**Document text:**
----

The Most Hated Man In The World

After yesterday’s big emotional roundabout, I am once again bored with talking about myself, so I thought it was time I did something other than root around in my navel lint looking for gold, and actually talk something outside my head for a change.

No doubt this too shall pass, and I will revert to form and go back to sorting my entrails soon enough. But for today, we will be discussing some interesting news items I have come across recently.

I hope the sudden shock does not cause any of you undue stress or anxiety.

Now let’s continue.

With the recent centennial anniversary of the sinking of the Titanic, there has been a flurry of media and public interest in this most famous of all disasters at sea.

Much of this has just been the repeating of facts already well known. But recently I came across this fascinating article about J. Bruce Ismay and how, as a result of the Titanic disaster, he became, for a time, the most hated man in the world.

Ismay was the chairman of the White Star Line, the company that built the Titanic, and was on board the night she struck an iceberg and sank.

But building the doomed ship was not the crime for which he was pilloried. It was getting on the initial (scant) lifeboat launch with all the women and children that was the nail upon which he was hung in the press and in the court of public opinion.

To further compound the matter, it became clear that he had been responsible for the Titanic’s excessive speed (he controlled the often vilified captain of the ship), and, most crucially and damningly, his decision to reduce the number of lifeboats on the vessel far below the number necessary to carry all the ship’s passengers to safety because he “didn’t want the decks to look too cluttered”.

Well, the ship was unsinkable, so really, why have any at all? Just to make it look more like a ship to the passengers, presumably. After all, you expect to see lifeboats on the deck of a ship, right?

To finally cement his position as public pariah, he refused to talk about his experience on that fateful April night and absolutely refused to take any responsibility for it whatsoever, even to the point of claiming he was on board as an ordinary passenger and had no idea why Captain Smith handed him an ice danger warning shortly before the disaster.

----

**Work instructions:**
**1.** In the post about J. Bruce Ismay and the Titanic, what reason is given for his decision to reduce the number of lifeboats?
**2.** Continue the post about J. Bruce Ismay and the Titanic, starting after its last sentence.

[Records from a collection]
----

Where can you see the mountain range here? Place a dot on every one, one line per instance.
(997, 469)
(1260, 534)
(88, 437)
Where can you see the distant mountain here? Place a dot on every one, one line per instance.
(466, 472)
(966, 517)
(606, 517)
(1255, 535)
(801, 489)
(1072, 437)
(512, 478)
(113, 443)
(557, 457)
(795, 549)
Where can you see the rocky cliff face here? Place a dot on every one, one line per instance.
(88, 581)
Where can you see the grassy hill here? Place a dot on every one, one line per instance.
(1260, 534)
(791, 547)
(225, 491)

----

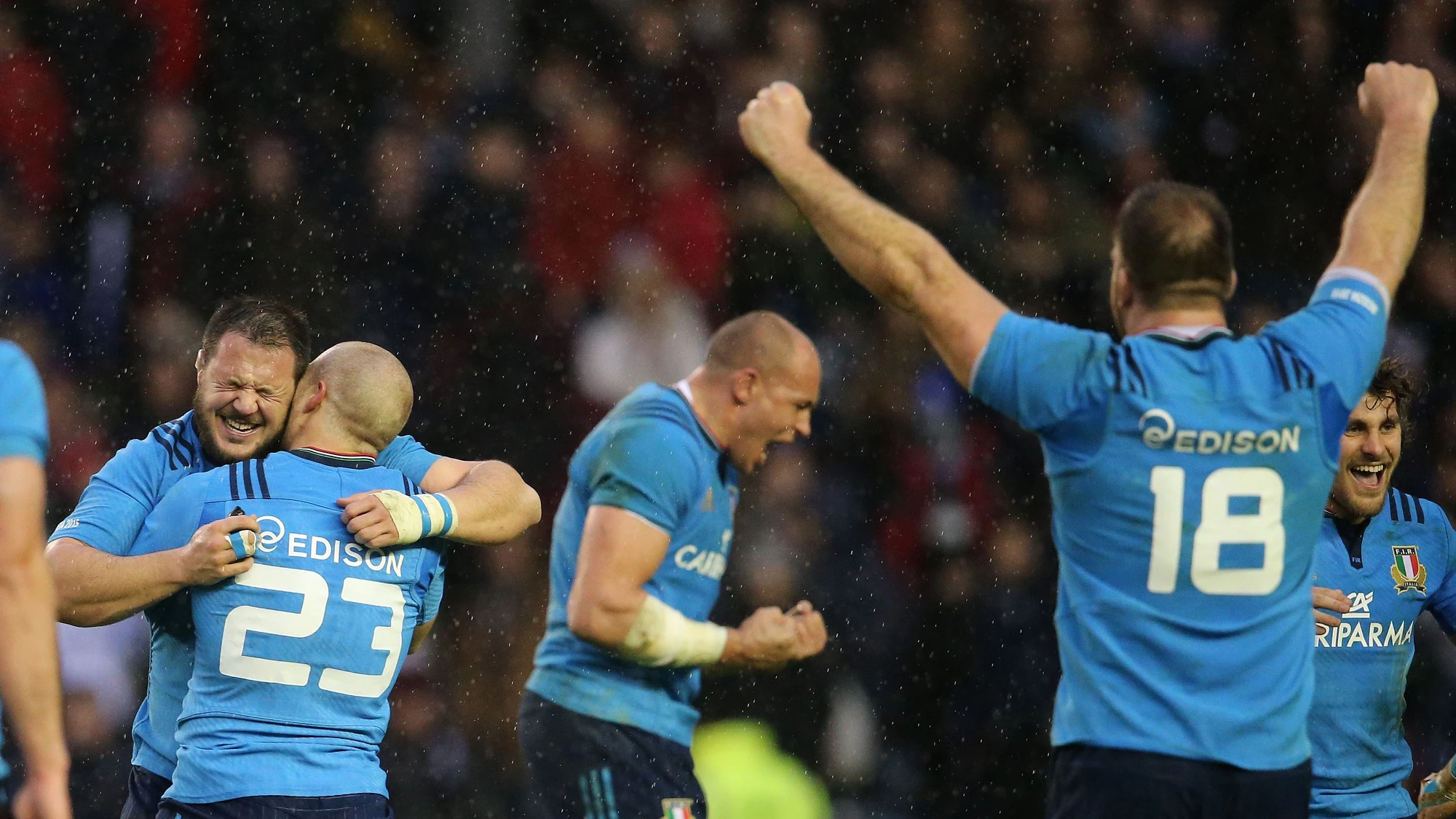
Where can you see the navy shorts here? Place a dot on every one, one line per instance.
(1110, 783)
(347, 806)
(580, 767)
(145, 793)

----

**Task-by-task results:**
**1.** He didn't want the decks to look too cluttered.

**2.**
As a result, he got hate mail, he got blackballed from his club, a close friend turned him away at the door, and he lived the remaining 25 years of his life as a shadow of his former self, reclusive, nervous, depressed, and plagued by such horrific nightmares that his screams woke the whole household.

Granted, he was still a rich man. But he was not a happy man, and what else is money for?

I find the story fascinating because it is such a pure personal tragedy to come from the much larger tragedy that is the story of the Titanic. The fact that Ismay went from being one of the most rich and powerful men in the world to a shattered and crippled figure living out his days in misery makes him a highly tragic, though not sympathetic, character.

And all for basically acting exactly like any other rich person who was used to being treated like he was far, far, far more important than anyone else and so he just did what came naturally to such a person. He put himself first.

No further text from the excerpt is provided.